Il «filosofo dagli occhi azzurri» (come viene spesso presentato a «La Gabbia»), infatti, è riuscito per primo nel capolavoro di ottenere un grandissimo seguito mediatico, sui peggiori talk show italiani, vampirizzando fino all’ultima goccia gli slogan dell’ultimo Costanzo Preve, il povero Preve ormai consunto dell’endorsement al Front National, utilizzato dai personaggi più ambigui del neofascismo per sdoganarsi utilizzando la sua fama di ex «pensatore marxista» e ridotto a pubblicare per le case editrici dell’estrema destra, come le Edizioni all’insegna del Veltro (Di Claudio Mutti, ex aderente di “Giovane Europa” ), e Settimo Sigillo.
Immune dal destino di emarginazione (pagato almeno di persona e senza sconti da Preve) del suo maestro-matrice, Fusaro è invece riuscito a sfondare a sinistra e a convincere Serge Latouche definendosi con la stessa disinvoltura marxiano e ammiratore di Dugin, allievo di Gramsci e rispettoso di Casa Pound, idolatra di Alain de Benoist, mostrandosi fiancheggiatore ambiguo di Marine Le Pen e Salvini e megafono della più becera critica del capitalismo tipica dell’estrema destra.
* * * * *
Compiti:
1 - Secondo il brano su Fusaro, a quale scopo i personaggi più ambigui del neofascismo utilizzavano Preve? Rispondi in una-tre frasi.
2 - Elenca tutte le persone e i movimenti di cui, secondo il brano su Fusaro, Fusaro si dichiara o si mostra ammiratore, allievo, rispettoso, idolatra o fiancheggiatore.
3 - Duplica dal brano su Fusaro il passo che va da "Immune dal destino" fino a "tipica dell’estrema destra." compreso.
I dati non hanno alcun legame con il brano su Fusaro.

Dati forniti:
* * * * *
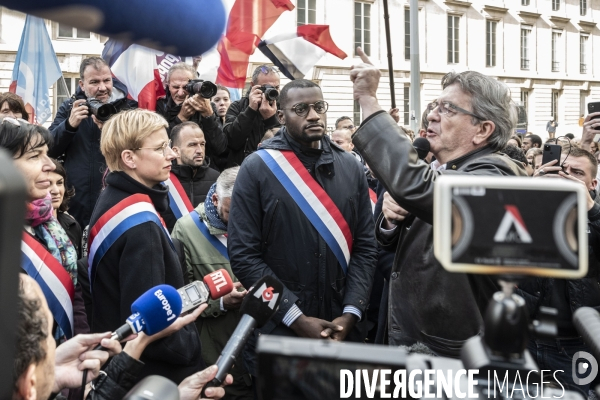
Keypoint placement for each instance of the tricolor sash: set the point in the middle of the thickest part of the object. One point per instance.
* * * * *
Risposte:
1 - Lo utilizzavano per sdoganarsi, sfruttando la sua fama di ex «pensatore marxista».

2 -
- Dugin
- Gramsci
- Casa Pound
- Alain de Benoist
- Marine Le Pen
- Salvini

3 -
Immune dal destino di emarginazione (pagato almeno di persona e senza sconti da Preve) del suo maestro-matrice, Fusaro è invece riuscito a sfondare a sinistra e a convincere Serge Latouche definendosi con la stessa disinvoltura marxiano e ammiratore di Dugin, allievo di Gramsci e rispettoso di Casa Pound, idolatra di Alain de Benoist, mostrandosi fiancheggiatore ambiguo di Marine Le Pen e Salvini e megafono della più becera critica del capitalismo tipica dell’estrema destra.